Goal 1: Using the Leapfrog flotation text below, decide whether each statement agrees with it. Answer yes or no for each and quote the deciding words exactly. (a) Leapfrog is the UK's largest nursery chain. (b) Leapfrog hopes to raise 30m through the flotation. (c) The cash from the flotation is meant to pay dividends to existing owners.

Page extract:
Leapfrog Day Nurseries, the UK's second-largest nursery chain, has announced its intention to float on the London Stock Exchange in the first half of this year in a bold move which will be closely watched by the City and other private providers. Leapfrog hopes to raise 30m through the flotation, with the company valued at an estimated 70m. The cash is intended to fund Leapfrog's continuing expansion and wipe out its trading losses.
Leapfrog Day Nurseries, the UK's second-largest nursery chain, has announced its intention to float on the London Stock Exchange in the first half of this year in a bold move which will be closely watched by the City and other private providers.

Leapfrog hopes to raise 30m through the flotation, with the company valued at an estimated 70m. The cash is intended to fund Leapfrog's continuing expansion and wipe out its trading losses.

Goal 2: Copy each of the entries below word for word, with no changes.

Given entries:

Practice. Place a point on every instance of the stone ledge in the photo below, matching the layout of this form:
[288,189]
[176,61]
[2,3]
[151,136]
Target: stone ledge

Complete output 1:
(a) No: "the UK's second-largest nursery chain"
(b) Yes: "Leapfrog hopes to raise 30m through the flotation"
(c) No: "The cash is intended to fund Leapfrog's continuing expansion and wipe out its trading losses."

Complete output 2:
Practice. Place a point on every instance of the stone ledge in the photo below, matching the layout of this form:
[288,189]
[176,61]
[2,3]
[151,136]
Target: stone ledge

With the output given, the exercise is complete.